- **Page extract**:
Another thing, dreamy. I think I put "Samsung mode not supported" in google to find all the folks with this problem.


----------



## ghunghun

I exactly have the same problem as described in the original post. I haven't got a permanent solution yet. I try to reposition the antenna whever the problem happens and restart the TV, then the channel would come clear.

I would really appreciate if someone have found a more permanent solution.

I haven't contacted Samsung Tech support yet on this issue.


----------



## sankeyh

cessna09a said:


> Dreamy,
> Yes, my returning the first set was because I was in the first two weeks of owning the Samsung. *Vann's* sent me an RMA, notified UPS to pick it up, and all I had to do was re-pack it and have it ready for UPS. I let them go ahead and put the second one on my credit card to minimize delay, so UPS picked it up on Monday and delivered the 2nd on Wednesday. You really don't know how someone will be until there is a problem, and I cannot say enough good things about *Vann's*. Friendly, concerned, helpful...I'll go there next time. As for the thumb drive, I have no idea what it will be. Should receive it today. She just said we would try new firmware, and I said something about downloading it on my computer, transferring it to a jump drive, etc..and she said "I'm sending you a jump (thumb) drive." And she said they'd send someone out if this doesn't work. For me, same outlet, same cable connection for two other sets gives no such problem, so it's not the antenna or connection or power. I'm thinking I'll just stay on it until Samsung finds out they have a problem, then find what it is, and then get a fix. (Sure enjoyed the Packers game on it last night...have a nephew on the team). I'll keep you posted.


What happened with the firmware update? Did it work?


----------

- **Provided material**:
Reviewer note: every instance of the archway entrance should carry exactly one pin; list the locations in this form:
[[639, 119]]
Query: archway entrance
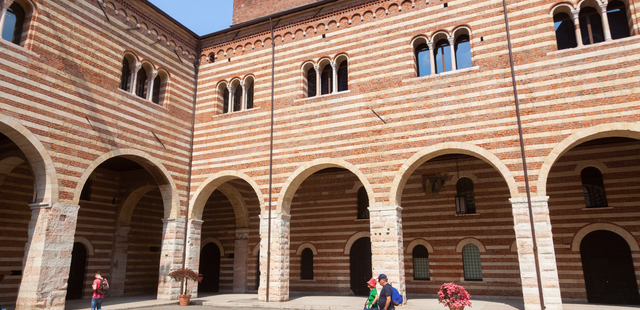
[[210, 269], [608, 269], [77, 274], [360, 266]]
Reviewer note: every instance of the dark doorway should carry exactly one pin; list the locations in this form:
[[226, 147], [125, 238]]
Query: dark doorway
[[210, 269], [360, 262], [75, 286], [609, 275]]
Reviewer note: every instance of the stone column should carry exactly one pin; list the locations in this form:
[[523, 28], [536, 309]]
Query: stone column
[[47, 260], [576, 22], [119, 261], [240, 259], [387, 247], [279, 271], [432, 57], [605, 21], [546, 253], [5, 6], [452, 42], [171, 257]]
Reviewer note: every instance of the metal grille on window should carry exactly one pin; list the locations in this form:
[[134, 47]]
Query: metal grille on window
[[306, 264], [465, 200], [421, 263], [593, 188], [363, 203], [471, 263]]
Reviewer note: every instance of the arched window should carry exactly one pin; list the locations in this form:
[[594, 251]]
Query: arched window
[[237, 99], [141, 83], [471, 263], [442, 54], [343, 76], [363, 203], [13, 22], [421, 263], [465, 200], [423, 59], [306, 264], [125, 79], [565, 31], [593, 188], [618, 22], [326, 80], [591, 26], [463, 51], [225, 100], [312, 87]]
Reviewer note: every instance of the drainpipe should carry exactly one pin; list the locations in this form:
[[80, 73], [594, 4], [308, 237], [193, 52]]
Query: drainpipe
[[196, 65], [524, 157], [273, 71]]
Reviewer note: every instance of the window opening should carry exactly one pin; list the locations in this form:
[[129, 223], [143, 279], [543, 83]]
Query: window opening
[[471, 263], [593, 188], [141, 84], [591, 26], [565, 31], [463, 52], [311, 83], [442, 55], [326, 80], [421, 263], [423, 60], [343, 76], [126, 75], [363, 203], [306, 264], [618, 22]]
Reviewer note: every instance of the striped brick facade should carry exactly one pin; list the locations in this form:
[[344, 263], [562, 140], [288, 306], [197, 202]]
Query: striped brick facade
[[66, 125]]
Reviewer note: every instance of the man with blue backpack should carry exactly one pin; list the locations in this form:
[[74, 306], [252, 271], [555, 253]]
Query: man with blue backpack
[[389, 297]]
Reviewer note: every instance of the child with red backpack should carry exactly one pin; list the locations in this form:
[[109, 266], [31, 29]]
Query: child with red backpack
[[100, 287]]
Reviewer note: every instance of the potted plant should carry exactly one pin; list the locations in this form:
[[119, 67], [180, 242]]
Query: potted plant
[[184, 275], [453, 296]]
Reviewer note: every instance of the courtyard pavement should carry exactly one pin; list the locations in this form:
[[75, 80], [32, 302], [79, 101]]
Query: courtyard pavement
[[250, 302]]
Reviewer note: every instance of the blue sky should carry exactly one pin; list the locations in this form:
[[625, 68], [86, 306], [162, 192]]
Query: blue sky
[[201, 16]]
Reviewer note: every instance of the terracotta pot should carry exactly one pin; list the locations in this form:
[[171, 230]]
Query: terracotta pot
[[184, 299]]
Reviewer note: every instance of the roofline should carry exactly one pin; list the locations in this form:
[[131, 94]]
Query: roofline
[[266, 18]]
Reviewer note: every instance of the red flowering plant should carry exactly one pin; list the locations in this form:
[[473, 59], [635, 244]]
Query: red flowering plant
[[186, 275], [454, 296]]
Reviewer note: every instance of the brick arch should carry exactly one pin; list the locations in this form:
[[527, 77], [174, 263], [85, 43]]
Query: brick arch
[[217, 181], [577, 239], [160, 174], [306, 170], [623, 130], [45, 175], [433, 151]]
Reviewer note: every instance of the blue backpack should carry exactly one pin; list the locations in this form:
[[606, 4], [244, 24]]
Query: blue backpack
[[396, 297]]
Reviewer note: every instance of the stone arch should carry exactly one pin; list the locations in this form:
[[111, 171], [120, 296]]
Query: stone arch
[[200, 197], [160, 174], [303, 172], [353, 239], [87, 244], [214, 241], [45, 175], [417, 242], [306, 245], [126, 209], [584, 231], [623, 130], [433, 151], [474, 241]]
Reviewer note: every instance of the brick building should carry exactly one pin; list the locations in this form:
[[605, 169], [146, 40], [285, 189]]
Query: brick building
[[396, 149]]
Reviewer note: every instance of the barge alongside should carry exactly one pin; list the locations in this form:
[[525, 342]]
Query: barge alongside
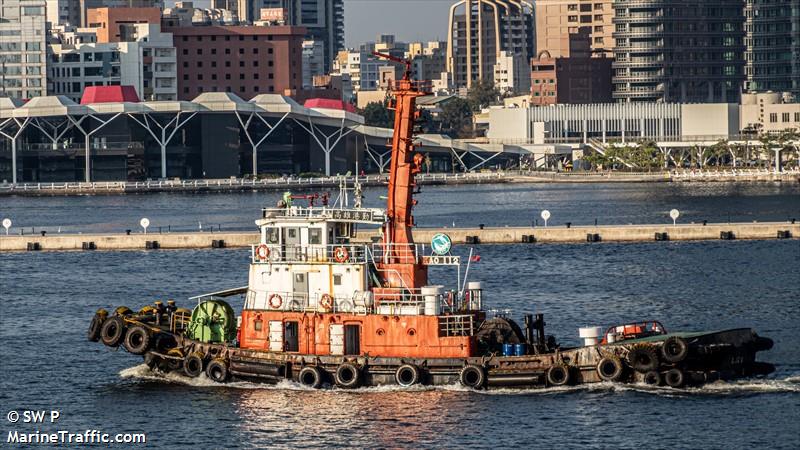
[[321, 310]]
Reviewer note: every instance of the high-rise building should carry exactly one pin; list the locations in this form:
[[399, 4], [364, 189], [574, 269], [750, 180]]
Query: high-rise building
[[679, 50], [23, 59], [114, 24], [323, 20], [244, 60], [772, 41], [479, 30], [146, 61], [557, 20]]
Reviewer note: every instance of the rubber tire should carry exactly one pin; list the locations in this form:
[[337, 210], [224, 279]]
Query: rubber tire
[[152, 361], [472, 376], [675, 349], [193, 365], [217, 370], [652, 378], [113, 331], [407, 375], [558, 375], [94, 329], [347, 376], [603, 364], [643, 359], [675, 378], [310, 376], [137, 340]]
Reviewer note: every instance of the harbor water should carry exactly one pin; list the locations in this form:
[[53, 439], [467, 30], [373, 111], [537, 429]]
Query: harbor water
[[48, 298]]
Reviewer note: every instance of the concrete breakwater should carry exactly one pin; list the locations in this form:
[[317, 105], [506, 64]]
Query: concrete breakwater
[[487, 235], [305, 184]]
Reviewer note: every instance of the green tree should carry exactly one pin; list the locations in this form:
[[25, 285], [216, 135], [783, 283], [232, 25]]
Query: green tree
[[456, 118], [482, 94], [378, 115]]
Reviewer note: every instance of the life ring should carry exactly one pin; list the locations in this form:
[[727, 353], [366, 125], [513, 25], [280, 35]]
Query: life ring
[[262, 252], [326, 302], [275, 301], [341, 254]]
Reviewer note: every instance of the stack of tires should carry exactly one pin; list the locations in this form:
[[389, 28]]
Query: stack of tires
[[649, 363]]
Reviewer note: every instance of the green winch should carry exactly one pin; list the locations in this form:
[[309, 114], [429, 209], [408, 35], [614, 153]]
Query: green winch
[[212, 321]]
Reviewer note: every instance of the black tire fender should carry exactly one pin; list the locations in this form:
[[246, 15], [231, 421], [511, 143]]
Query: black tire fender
[[94, 328], [113, 331], [472, 376], [643, 359], [675, 378], [610, 368], [348, 376], [217, 370], [652, 378], [193, 365], [407, 375], [558, 375], [310, 376], [137, 340], [675, 349]]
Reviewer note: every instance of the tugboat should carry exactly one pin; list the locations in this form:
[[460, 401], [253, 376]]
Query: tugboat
[[323, 309]]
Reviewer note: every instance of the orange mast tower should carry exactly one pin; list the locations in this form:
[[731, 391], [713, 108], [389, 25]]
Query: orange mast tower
[[400, 264]]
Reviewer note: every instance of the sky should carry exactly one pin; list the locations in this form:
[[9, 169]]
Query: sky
[[409, 20]]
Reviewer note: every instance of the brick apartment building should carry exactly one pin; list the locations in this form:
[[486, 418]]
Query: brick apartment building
[[244, 60]]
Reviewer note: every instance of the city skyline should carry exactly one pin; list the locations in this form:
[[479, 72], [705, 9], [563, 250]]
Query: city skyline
[[411, 20]]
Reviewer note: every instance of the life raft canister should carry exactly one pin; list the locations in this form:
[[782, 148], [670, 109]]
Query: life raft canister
[[326, 302], [275, 301], [341, 254], [262, 252]]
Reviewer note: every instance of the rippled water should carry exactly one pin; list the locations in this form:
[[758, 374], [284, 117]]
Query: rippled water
[[47, 299], [466, 205]]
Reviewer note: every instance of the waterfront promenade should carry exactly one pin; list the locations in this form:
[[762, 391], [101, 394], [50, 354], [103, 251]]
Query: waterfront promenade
[[486, 235], [305, 183]]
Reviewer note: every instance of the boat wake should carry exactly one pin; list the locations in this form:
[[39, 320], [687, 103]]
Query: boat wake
[[790, 384]]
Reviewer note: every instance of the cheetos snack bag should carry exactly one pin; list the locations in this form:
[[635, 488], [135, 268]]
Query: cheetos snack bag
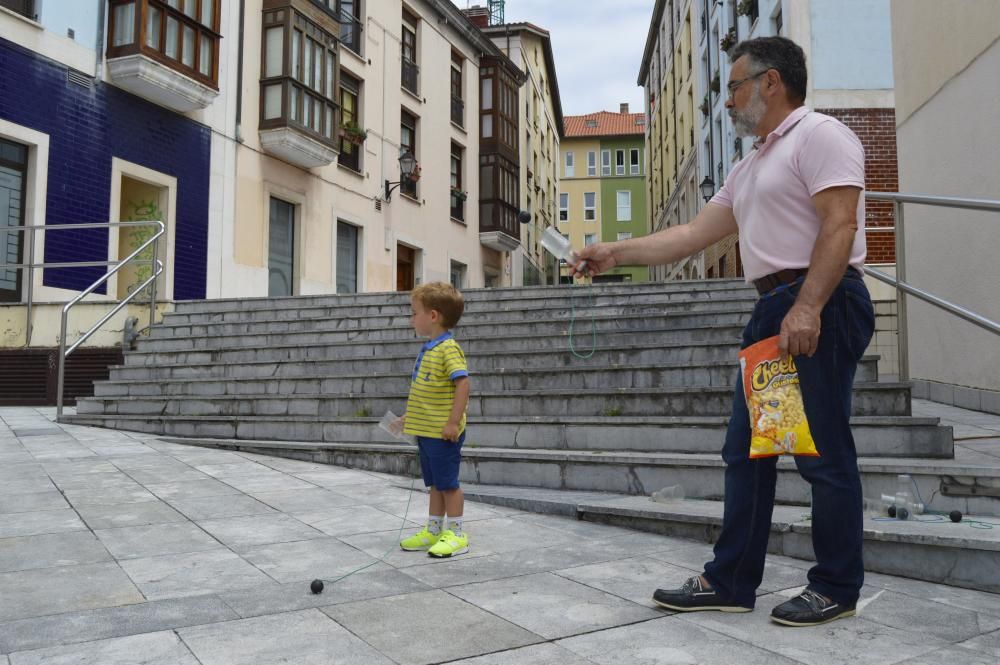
[[777, 417]]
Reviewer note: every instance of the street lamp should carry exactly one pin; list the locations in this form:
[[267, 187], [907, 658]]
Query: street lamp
[[707, 188], [407, 165]]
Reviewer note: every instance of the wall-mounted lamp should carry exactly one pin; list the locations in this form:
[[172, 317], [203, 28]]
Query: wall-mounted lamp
[[407, 166], [707, 188]]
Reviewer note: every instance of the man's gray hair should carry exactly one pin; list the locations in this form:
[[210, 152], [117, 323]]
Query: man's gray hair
[[778, 53]]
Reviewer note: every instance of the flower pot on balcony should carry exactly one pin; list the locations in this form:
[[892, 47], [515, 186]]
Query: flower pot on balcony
[[353, 134]]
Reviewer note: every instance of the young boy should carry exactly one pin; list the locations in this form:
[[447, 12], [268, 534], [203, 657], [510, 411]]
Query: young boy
[[435, 414]]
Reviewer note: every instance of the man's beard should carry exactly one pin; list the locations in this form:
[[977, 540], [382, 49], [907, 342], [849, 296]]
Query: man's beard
[[745, 122]]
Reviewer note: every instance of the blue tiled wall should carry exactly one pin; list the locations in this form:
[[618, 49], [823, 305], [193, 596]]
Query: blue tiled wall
[[86, 128]]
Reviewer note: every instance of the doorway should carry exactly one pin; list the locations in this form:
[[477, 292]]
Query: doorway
[[281, 249], [13, 169], [141, 201], [406, 259]]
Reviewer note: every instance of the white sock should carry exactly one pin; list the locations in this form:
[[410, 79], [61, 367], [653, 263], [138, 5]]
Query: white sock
[[434, 523]]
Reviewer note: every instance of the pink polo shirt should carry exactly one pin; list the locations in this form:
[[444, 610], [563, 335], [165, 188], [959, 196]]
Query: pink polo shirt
[[770, 191]]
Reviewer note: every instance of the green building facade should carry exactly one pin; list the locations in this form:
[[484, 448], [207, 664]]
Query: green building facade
[[623, 198]]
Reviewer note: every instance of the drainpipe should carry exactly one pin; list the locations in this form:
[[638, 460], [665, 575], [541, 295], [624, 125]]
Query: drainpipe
[[99, 59], [239, 75]]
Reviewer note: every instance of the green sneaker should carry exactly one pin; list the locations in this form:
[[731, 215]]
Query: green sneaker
[[449, 544], [420, 541]]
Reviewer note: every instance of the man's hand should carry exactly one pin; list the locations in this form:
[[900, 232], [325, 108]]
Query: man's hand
[[594, 259], [450, 431], [799, 331]]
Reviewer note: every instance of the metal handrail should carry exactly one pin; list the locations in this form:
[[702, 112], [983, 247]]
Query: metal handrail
[[903, 288], [151, 282], [32, 264]]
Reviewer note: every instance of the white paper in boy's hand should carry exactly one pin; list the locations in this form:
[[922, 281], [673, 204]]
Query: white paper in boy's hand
[[393, 424]]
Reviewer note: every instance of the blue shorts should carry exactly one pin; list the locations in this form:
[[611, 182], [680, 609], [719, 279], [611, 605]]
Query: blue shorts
[[440, 461]]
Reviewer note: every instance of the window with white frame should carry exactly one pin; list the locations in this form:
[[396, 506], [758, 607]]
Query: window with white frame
[[624, 204]]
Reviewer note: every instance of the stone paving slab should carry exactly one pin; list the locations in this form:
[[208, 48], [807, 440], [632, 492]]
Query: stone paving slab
[[213, 568], [109, 516], [31, 502], [398, 626], [58, 589], [304, 638], [553, 606], [56, 549], [163, 648]]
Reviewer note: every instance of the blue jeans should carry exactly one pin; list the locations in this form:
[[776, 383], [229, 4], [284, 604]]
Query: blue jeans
[[440, 461], [826, 379]]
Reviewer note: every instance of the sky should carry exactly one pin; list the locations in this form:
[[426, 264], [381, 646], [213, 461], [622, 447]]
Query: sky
[[597, 47]]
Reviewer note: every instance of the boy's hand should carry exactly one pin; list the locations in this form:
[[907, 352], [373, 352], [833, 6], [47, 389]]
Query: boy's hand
[[450, 432], [593, 260]]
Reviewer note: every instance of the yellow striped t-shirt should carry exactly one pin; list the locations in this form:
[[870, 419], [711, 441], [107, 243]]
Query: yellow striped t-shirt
[[432, 387]]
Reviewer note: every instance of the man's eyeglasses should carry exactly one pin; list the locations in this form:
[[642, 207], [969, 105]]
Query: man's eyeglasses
[[733, 86]]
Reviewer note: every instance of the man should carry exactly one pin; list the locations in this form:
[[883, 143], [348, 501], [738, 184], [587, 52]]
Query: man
[[795, 202]]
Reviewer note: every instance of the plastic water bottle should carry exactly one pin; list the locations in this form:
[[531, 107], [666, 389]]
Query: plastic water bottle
[[906, 505], [668, 494], [557, 244]]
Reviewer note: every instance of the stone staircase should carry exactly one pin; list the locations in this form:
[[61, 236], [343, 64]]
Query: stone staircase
[[309, 378]]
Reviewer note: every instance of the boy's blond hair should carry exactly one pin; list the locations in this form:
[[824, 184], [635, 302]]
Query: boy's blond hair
[[442, 297]]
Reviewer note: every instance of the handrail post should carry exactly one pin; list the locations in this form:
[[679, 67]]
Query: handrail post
[[31, 283], [152, 287], [902, 335], [62, 365]]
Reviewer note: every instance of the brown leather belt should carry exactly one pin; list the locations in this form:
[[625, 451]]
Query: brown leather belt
[[776, 279]]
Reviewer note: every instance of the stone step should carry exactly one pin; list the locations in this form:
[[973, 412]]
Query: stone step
[[187, 337], [561, 305], [676, 339], [929, 548], [471, 296], [891, 399], [881, 436], [605, 356], [945, 485], [292, 323], [581, 377]]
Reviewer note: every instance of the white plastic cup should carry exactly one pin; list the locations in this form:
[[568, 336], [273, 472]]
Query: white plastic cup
[[669, 494], [558, 245], [392, 424]]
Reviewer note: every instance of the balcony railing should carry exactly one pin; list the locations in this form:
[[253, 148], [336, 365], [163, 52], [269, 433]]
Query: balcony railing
[[458, 111], [411, 74], [457, 207], [23, 7], [350, 31]]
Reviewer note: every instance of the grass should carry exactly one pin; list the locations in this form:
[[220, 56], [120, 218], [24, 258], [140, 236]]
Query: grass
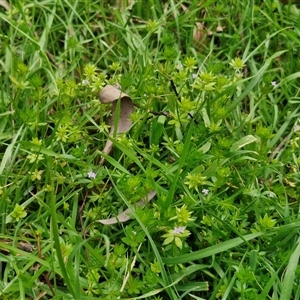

- **Exercise**: Transcribe the stretch of the Samsung TV forum thread from "I exactly have" through "would come clear.".

- **Output for this exercise**:
I exactly have the same problem as described in the original post. I haven't got a permanent solution yet. I try to reposition the antenna whever the problem happens and restart the TV, then the channel would come clear.